## [What the exercise asks]
In the article on Florida abortion laws, rewrite the passage starting with "Legislators should put" and going on through "exceptions to this.", swapping every "minors" for "teenagers".

╭─ Passage

Florida abortion laws lack common sense

By Maria Ranoni, MANAGING EDITOR
On March 27, 2019


Legislators should put more thought into the state’s abortion laws. SPECIAL TO THE ORACLE

A recent bill that has made headlines across Florida proposes adding a parental consent requirement to existing statutes governing how minors can get abortions.

House Bill 1335 changes little and merely exposes how ridiculous and counterintuitive Florida’s existing abortion laws regarding minors are.

Additionally, the attention the media is giving this bill that has only passed one committee largely fails to point out how broken the laws in which this bill is built on are.

Current Florida law requires that a doctor performing abortions on minors must give notification to their patients’ parents a certain amount of days prior to the procedure.

However, there are a few exceptions to this.

These include if the abortion must be conducted due to a medical emergency, the patient is married or if the patient already has a child.

Even if the minor does not meet the requirements for these exceptions, the minor may go to court and a judge can decide whether the minor is “sufficiently mature” enough to terminate their pregnancy without parental notification.

This can be done assuming a person under the age of 18 can navigate the complicated waters of getting an emergency hearing scheduled and being able to present their case to a judge.

Again, this is already the established law in Florida.

House Bill 1335 only adds the requirement of written parental consent to these current laws and minors could get a waiver to this the exact same way they would get a waiver to the notification requirement.

The prevailing question is how does a judge deem a person too immature to get an abortion but mature enough to have a child?

According to a study done by the American Civil Liberties Union (ACLU), “Based on a national survey of more than 1,500 unmarried minors having abortions in states without parental involvement laws, 61 percent of young women discussed the decision to have an abortion with at least one of their parents.”

And the younger the teen, the more likely they are to involve their parent.

The same study found that 90 percent of the teens under 15 included a parent in their decision.

It is a positive thing for a teen to involve their parent in a decision like this, but for many teens, this is simply not an option.

The only common-sense thing in the current statute is it allows the judge to give a waiver in cases where child abuse is present. But in instances of mental or emotional abuse, this can be a hard case for a teen to make.

According to the ACLU study, 22 percent of the teens that didn’t involve their parents in their decision feared being kicked out of their house while 14 percent had parents that abused drugs or alcohol.

When child abuse does not exist, according to Florida’s current statute, judges can consider age, overall intelligence, emotional development, stability and the ability to assess both the immediate and long-range consequences of the minor’s choices when deciding whether to grant a waiver to bypass to the parental notification requirement.

So, if the judge finds that a minor cannot accept the long-range consequences of having an abortion without telling their parents — even if their parents would undoubtedly prevent the minor from getting an abortion — then they must be able to accept the long-range consequences of having a child they don’t want.

That is simply ignorant.

In addition, there is no objective way in which a judge can properly determine someone’s intelligence and emotional development.

If passed, this new bill will only further exacerbate these existing issues.

Before the Florida Legislature considers making it harder for minors to get abortions, perhaps it should take a look at how backward its laws already are.

 

 

Maria Ranoni is a senior majoring in environmental science and policy.

╰─
╭─ Provided data

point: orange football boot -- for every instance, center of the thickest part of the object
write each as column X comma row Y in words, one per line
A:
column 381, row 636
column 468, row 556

╰─

## [Task output]
Legislators should put more thought into the state’s abortion laws. SPECIAL TO THE ORACLE

A recent bill that has made headlines across Florida proposes adding a parental consent requirement to existing statutes governing how teenagers can get abortions.

House Bill 1335 changes little and merely exposes how ridiculous and counterintuitive Florida’s existing abortion laws regarding teenagers are.

Additionally, the attention the media is giving this bill that has only passed one committee largely fails to point out how broken the laws in which this bill is built on are.

Current Florida law requires that a doctor performing abortions on teenagers must give notification to their patients’ parents a certain amount of days prior to the procedure.

However, there are a few exceptions to this.